**Показанный текст:**
:::

Пахнет яблоком и мёдом
По церквам твой кроткий Спас.
И гудит за корогодом
На лугах весёлый пляс.

Побегу по мятой стёжке
На приволь зелёных лех,
Мне навстречу, как серёжки,
Прозвенит девичий смех.

Если крикнет рать святая:
«Кинь ты Русь, живи в раю!»
Я скажу: «Не надо рая,
Дайте родину мою».

1914



По воспоминаниям Рюрика Ивнева, вхождение в литературу С. Есенина было лёгким и стремительным:

«Мне хотелось определить, понимает ли он, каким огромным талантом обладает. Вид он имел скромный, тихий. Стихи читал своеобразно. Приблизительно так, как читал их и позже, но без того пафоса, который стал ему свойствен в последующие годы. Казалось, что он и сам ещё не оценил самого себя. Но это только казалось, пока вы не видели его глаз. Стоило вам встретиться взглядом с его глазами, как “тайна” его обнаруживалась, выдавая себя: в глазах его прыгали искорки. Он был опьянён запахом славы и уже рвался вперёд. Конечно, он знал себе цену. И скромность его была лишь тонкой оболочкой, под которой билось жадное, ненасытное желание победить всех своими стихами, покорить, смять.
Помню хорошо его манеру во время чтения перебирать руками концы пиджака, словно он хотел унять руки, которыми впоследствии потрясал свободно и смело.
Как выяснилось на этом же вечере, Есенин был прекрасно знаком с современной литературой, особенно со стихами. Не говоря уже о Бальмонте, Городецком, Брюсове, Гумилёве, Ахматовой, он хорошо знал произведения других писателей. Многие стихи молодых поэтов знал наизусть.
В этот вечер все познакомившиеся с Есениным поняли, каким талантом обладает этот на вид скромный юноша.
Один Фёдор Сологуб отнёсся холодно к Есенину. На мой вопрос: почему? – Сологуб ответил:
– Я отношусь недоверчиво к талантам, которые не прошли сквозь строй “унижений и оскорблений” непризнания. Что-то уж больно подозрителен этот лёгкий успех!
Литературная летопись не отмечала более быстрого и лёгкого вхождения в литературу. Всеобщее признание свершилось буквально в какие-нибудь несколько недель. Я уже не говорю про литературную молодёжь. Но даже такие “метры”, как Вячеслав Иванов и Александр Блок, были очарованы и покорены есенинской музой».

:::

**Записи:**
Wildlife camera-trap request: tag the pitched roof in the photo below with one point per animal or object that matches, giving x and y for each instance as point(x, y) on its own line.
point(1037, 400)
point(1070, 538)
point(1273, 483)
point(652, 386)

:::

**Короткое задание A:** Процитируйте из текста о Есенине фрагмент от слов «Как выяснилось на» до слов «поэтов знал наизусть.» включительно.
**Короткое задание B:** Изложите суть текста о Есенине в двух предложениях.
**Короткое задание C:** Напишите продолжение текста о Есенине, начиная сразу после его последнего предложения.

**Результат упражнения A:**
Как выяснилось на этом же вечере, Есенин был прекрасно знаком с современной литературой, особенно со стихами. Не говоря уже о Бальмонте, Городецком, Брюсове, Гумилёве, Ахматовой, он хорошо знал произведения других писателей. Многие стихи молодых поэтов знал наизусть.

**Результат упражнения B:** В стихотворении, датированном 1914 годом, описаны праздник Спаса, пляс на лугах и девичий смех, а на призыв бросить Русь и жить в раю звучит ответ: «Не надо рая, дайте родину мою». По воспоминаниям Рюрика Ивнева, скромный на вид Есенин знал себе цену и вошёл в литературу необычайно быстро и легко, очаровав даже Вячеслава Иванова и Александра Блока, хотя Фёдор Сологуб отнёсся к нему холодно.

**Результат упражнения C:**
(Р. Ивнев. «О Сергее Есенине». С. 324–325)



Р. Ивнев, разглядев вершину есенинского айсберга, принял его за поплавок, естественно проникший в океанские течения литературы. Кажущаяся лёгкость и внешний блеск. Было бы так «легко» и «быстро», не искал бы себя сочинитель три года по кружкам и редакциям в Москве. Нужна была юношеская отвага представить на суд А. Блока свои первые стихотворения, ведь эти два поэта несомненно – «такие мы с Вами разные». Было бы совсем «легко», не разбрасывал бы себя по салонам на потребу публике, на потеху толпе, не пел бы под гармошку в литературных кафе с крестьянским поэтом Н. Клюевым, наставником и воздыхателем в одном лице.
– Май мой синий! Июнь голубой!
– Каждому надо доставить своё удовольствие.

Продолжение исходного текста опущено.